§ Work order
Your task is to give the data again, exactly, with every line intact.

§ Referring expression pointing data
::::

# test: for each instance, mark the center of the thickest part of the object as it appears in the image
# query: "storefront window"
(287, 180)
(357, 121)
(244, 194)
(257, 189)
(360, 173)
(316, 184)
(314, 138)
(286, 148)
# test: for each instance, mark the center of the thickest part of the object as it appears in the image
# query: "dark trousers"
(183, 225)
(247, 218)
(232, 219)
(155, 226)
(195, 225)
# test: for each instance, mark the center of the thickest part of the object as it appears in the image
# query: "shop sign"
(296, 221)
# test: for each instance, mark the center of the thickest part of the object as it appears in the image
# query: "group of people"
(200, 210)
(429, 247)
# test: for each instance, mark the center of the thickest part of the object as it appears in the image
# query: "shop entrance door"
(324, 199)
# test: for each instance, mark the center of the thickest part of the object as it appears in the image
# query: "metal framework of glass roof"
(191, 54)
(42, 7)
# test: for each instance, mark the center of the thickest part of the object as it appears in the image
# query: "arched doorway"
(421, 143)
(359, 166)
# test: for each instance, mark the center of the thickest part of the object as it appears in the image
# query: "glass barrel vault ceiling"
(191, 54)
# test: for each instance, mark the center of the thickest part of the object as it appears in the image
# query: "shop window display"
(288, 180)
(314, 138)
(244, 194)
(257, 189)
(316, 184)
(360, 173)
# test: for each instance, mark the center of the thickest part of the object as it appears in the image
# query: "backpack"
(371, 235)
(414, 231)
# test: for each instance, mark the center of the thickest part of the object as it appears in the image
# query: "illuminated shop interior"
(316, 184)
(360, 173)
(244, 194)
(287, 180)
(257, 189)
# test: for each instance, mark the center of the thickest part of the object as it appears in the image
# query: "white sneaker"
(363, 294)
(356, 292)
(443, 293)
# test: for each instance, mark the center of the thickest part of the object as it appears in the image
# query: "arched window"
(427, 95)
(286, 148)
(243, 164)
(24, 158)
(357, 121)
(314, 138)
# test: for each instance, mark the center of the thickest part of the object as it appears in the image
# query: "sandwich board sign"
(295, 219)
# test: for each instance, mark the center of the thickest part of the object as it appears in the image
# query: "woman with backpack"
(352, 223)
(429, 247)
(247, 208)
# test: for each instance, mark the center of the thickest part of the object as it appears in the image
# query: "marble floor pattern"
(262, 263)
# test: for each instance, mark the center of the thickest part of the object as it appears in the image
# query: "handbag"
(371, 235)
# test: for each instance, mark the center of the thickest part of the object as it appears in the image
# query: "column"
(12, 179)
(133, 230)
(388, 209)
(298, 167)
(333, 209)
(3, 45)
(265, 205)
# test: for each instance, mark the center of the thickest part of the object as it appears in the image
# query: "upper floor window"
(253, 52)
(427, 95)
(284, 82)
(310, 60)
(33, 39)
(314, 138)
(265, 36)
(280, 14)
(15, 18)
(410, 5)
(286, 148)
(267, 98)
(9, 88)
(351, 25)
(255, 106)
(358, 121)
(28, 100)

::::

§ Output of the task
# test: for each instance, mark the center of the thickest part of the object as it appears in the image
# query: "storefront window"
(287, 180)
(357, 121)
(244, 194)
(257, 189)
(360, 173)
(316, 184)
(314, 138)
(286, 148)
# test: for each instance, mark the center of the thickest part of the object as it appears in the image
# query: "dark trousers"
(183, 225)
(247, 218)
(232, 219)
(155, 226)
(195, 225)
# test: for each instance, mark the center of the thickest part of the object as it appears in the image
# query: "shop sign"
(296, 221)
# test: for each instance, mark the center of the thickest part of the object as it appears in the image
# query: "group of people"
(200, 210)
(429, 247)
# test: for each instance, mark the center of the thickest part of the object as it appears in the image
# query: "shop entrance door"
(324, 199)
# test: for each instance, mark the center of the thickest part of the object as it appears in the image
# query: "metal framework of glass roof"
(191, 54)
(42, 7)
# test: for each instance, mark the center of the thickest part of the object as it appears in the image
# query: "arched doorway"
(421, 143)
(359, 166)
# test: for each instance, mark the center of the thickest part of the object as it appears in the image
# query: "glass barrel vault ceiling"
(191, 54)
# test: for each instance, mark the center of the thickest part of the object as it appears in the image
# query: "shop window display"
(288, 180)
(314, 138)
(244, 194)
(257, 189)
(316, 184)
(360, 173)
# test: for each instance, mark the center of the thickest part of the object as it appears in the image
# query: "backpack"
(371, 235)
(414, 231)
# test: for each instance, mark the center of the thickest part of the object as it appears in the image
# query: "illuminated shop interior"
(316, 184)
(360, 173)
(244, 194)
(287, 180)
(257, 189)
# test: for each instance, mark the center of the thickest part of the object as it appears in the image
# query: "white sneaker"
(363, 294)
(356, 292)
(443, 293)
# test: for each instance, mark the center of the thickest part of the object as it appears in the image
# query: "arched window"
(427, 95)
(286, 148)
(243, 164)
(24, 158)
(357, 121)
(314, 138)
# test: for each instance, mark the center of the thickest part of the object as it appears in the image
# query: "sandwich board sign"
(295, 219)
# test: for each instance, mark the center of the thickest part of the object as it appears in the image
# query: "woman with backpack"
(352, 223)
(429, 247)
(247, 208)
# test: for each instance, mark the center of the thickest part of the object as it appears in the image
# query: "marble floor pattern"
(262, 263)
# test: for each instance, mark the center of the thickest part of the object as it appears in the image
# query: "handbag"
(371, 235)
# test: for each instance, mark the center of the thickest part of the object as it appears in the image
# query: "column"
(12, 179)
(133, 230)
(388, 209)
(298, 167)
(333, 209)
(3, 45)
(265, 205)
# test: for each instance, mark the center of the thickest part of the object as it appears in the image
# query: "upper floor window"
(253, 52)
(427, 95)
(284, 82)
(310, 60)
(33, 39)
(314, 138)
(265, 36)
(280, 14)
(15, 18)
(410, 5)
(286, 148)
(267, 98)
(9, 88)
(351, 25)
(255, 106)
(358, 121)
(28, 100)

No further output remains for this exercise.